→ TASK INPUTS:

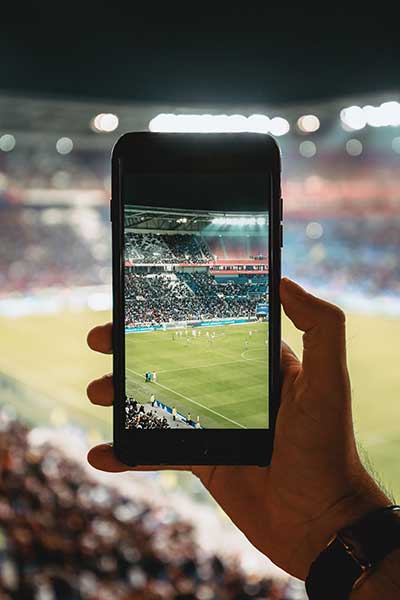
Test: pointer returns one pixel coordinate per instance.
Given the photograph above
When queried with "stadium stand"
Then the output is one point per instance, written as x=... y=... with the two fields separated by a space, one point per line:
x=48 y=247
x=65 y=536
x=158 y=249
x=138 y=418
x=182 y=296
x=45 y=247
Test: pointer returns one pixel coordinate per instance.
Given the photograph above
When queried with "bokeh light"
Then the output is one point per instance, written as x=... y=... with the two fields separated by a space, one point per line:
x=7 y=142
x=354 y=147
x=64 y=145
x=308 y=149
x=308 y=123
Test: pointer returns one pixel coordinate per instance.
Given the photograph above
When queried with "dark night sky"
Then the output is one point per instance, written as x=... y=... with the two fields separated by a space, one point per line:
x=247 y=56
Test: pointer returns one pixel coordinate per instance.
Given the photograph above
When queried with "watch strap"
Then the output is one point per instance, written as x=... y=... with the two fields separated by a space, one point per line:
x=352 y=553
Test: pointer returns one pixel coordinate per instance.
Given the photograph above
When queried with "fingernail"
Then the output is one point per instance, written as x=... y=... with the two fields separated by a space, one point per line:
x=294 y=287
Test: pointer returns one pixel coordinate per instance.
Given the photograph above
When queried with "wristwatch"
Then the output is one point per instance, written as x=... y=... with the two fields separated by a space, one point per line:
x=352 y=553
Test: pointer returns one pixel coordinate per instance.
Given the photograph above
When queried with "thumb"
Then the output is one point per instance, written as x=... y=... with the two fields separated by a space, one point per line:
x=324 y=339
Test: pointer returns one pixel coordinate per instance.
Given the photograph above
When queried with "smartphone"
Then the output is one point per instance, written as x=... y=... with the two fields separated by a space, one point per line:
x=197 y=235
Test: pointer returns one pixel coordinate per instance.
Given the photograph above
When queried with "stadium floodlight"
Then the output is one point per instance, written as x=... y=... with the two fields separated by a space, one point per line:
x=207 y=123
x=239 y=221
x=353 y=117
x=105 y=122
x=307 y=149
x=391 y=113
x=64 y=145
x=7 y=142
x=387 y=114
x=373 y=116
x=279 y=126
x=396 y=145
x=308 y=123
x=258 y=123
x=354 y=147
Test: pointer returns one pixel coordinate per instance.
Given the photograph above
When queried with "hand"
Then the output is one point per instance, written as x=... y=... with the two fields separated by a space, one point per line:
x=316 y=483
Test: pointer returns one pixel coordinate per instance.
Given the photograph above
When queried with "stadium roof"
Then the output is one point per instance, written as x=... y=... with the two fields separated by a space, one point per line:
x=241 y=55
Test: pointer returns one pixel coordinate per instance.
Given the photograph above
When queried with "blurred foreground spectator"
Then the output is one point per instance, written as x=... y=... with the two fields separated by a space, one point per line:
x=63 y=536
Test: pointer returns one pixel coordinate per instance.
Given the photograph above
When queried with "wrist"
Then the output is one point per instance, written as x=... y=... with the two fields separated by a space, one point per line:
x=383 y=581
x=361 y=497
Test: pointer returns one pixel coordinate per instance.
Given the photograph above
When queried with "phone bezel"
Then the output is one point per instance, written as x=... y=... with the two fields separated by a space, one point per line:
x=145 y=152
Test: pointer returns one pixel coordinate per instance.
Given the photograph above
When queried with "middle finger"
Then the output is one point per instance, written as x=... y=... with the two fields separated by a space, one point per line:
x=101 y=391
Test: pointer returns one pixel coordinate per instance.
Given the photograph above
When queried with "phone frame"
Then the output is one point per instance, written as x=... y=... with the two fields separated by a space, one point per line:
x=145 y=152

→ EXERCISE INSTRUCTIONS: Transcribe the material exactly, leaving every picture out.

→ FULL ANSWER:
Test: pointer returns one pixel coordinate per instance.
Given the photograph above
When queried with "stadium stand"
Then the output is one point per instance, written as x=... y=... with the two fields separated by a space, one point per line:
x=48 y=247
x=65 y=536
x=158 y=249
x=138 y=418
x=182 y=296
x=45 y=247
Test: pointer returns one pixel coordinate per instance.
Given the photograph above
When queried with "bokeh light"
Then the output is one point per instance, written as x=... y=... with the two fields separated by a space, one point per line:
x=7 y=142
x=354 y=147
x=64 y=145
x=308 y=149
x=308 y=123
Test: pointer returns one pixel coordinate per instance.
Given the photograph above
When queried with "dark night sky"
Then the output is one point per instance, written as x=... y=... with the two fields separated by a space, one point per line:
x=247 y=56
Test: pointer returns one pixel coordinate per instance.
Given the photograph above
When queried with "watch strap"
Then the output is one point per instance, written as x=... y=... with the two fields separated by a space, one point per line:
x=352 y=553
Test: pointer returns one pixel coordinate per instance.
Given the photograph above
When queried with "fingernail"
Then the output is one point per instance, written as x=... y=... with the two fields separated by a space, one point per line:
x=294 y=287
Test: pointer returns one pixel coordinate per instance.
Given the photograph above
When queried with "wristwatch"
Then the output is one point per instance, written as x=... y=... with the two fields separated by a space, one point per line:
x=352 y=553
Test: pointer returns one pixel coordinate per instance.
Given the photograph above
When queried with "thumb"
Then the output is one point per instance, written as x=... y=... with the two fields separated by a space, one point per line:
x=324 y=339
Test: pointer returns one pixel coordinate per instance.
Given the photograph above
When queried with "smartphone"
Then the output is one point per instance, written as x=... y=... with the two fields separated by a space, one point per line:
x=197 y=235
Test: pointer returns one pixel coordinate per instance.
Given the photograph above
When queried with "stadium floodlight"
Then the output is one point per instance, written as x=... y=... with the two fields separated by a space, one point per line:
x=207 y=123
x=239 y=221
x=353 y=117
x=105 y=122
x=307 y=149
x=391 y=113
x=64 y=145
x=7 y=142
x=387 y=114
x=373 y=116
x=279 y=126
x=396 y=145
x=308 y=123
x=258 y=123
x=354 y=147
Test: pointer returns one pixel coordinate per instance.
Given the photograph above
When queried with "hand"
Then the output is one point per instance, written as x=... y=... with the two fields separated by a space, one point per line:
x=316 y=483
Test: pointer returns one pixel coordinate per instance.
Given the photograph above
When queried with "stadium roof"
Then the output is one point per instance, written as x=... y=... with the two fields separated by a space, one point per line:
x=241 y=55
Test: pointer returns one pixel coordinate per instance.
Given the photograph above
When queried with "blurred foreground spectator"
Then the output is one point per instance, written as x=... y=... with the two fields separated by a space, one point per line:
x=63 y=536
Test: pointer returns one pixel coordinate per instance.
Given the photograph above
When queried with "wrist"
Then the output is one point per instance, written as x=... y=... with the two fields separated by a space, one point per line:
x=383 y=581
x=361 y=497
Test: pointer returns one pixel coordinate per instance.
Given the photograph above
When queried with "phone bezel"
Then the output is one point per instance, written as x=... y=... with the two fields separated by a space, one point per line:
x=145 y=152
Test: pointer returns one pixel coordinate per instance.
Given the photograph above
When queried with "middle finger"
Then the output is one point per instance, written as x=... y=... with the two fields separated by a space, one point per line:
x=101 y=391
Test: pointer returns one pixel coordinate per instance.
Given the photograph above
When queried with "phone frame"
Then the output is one point per instance, written as x=... y=... with the two fields separated by a space, one point per line:
x=145 y=152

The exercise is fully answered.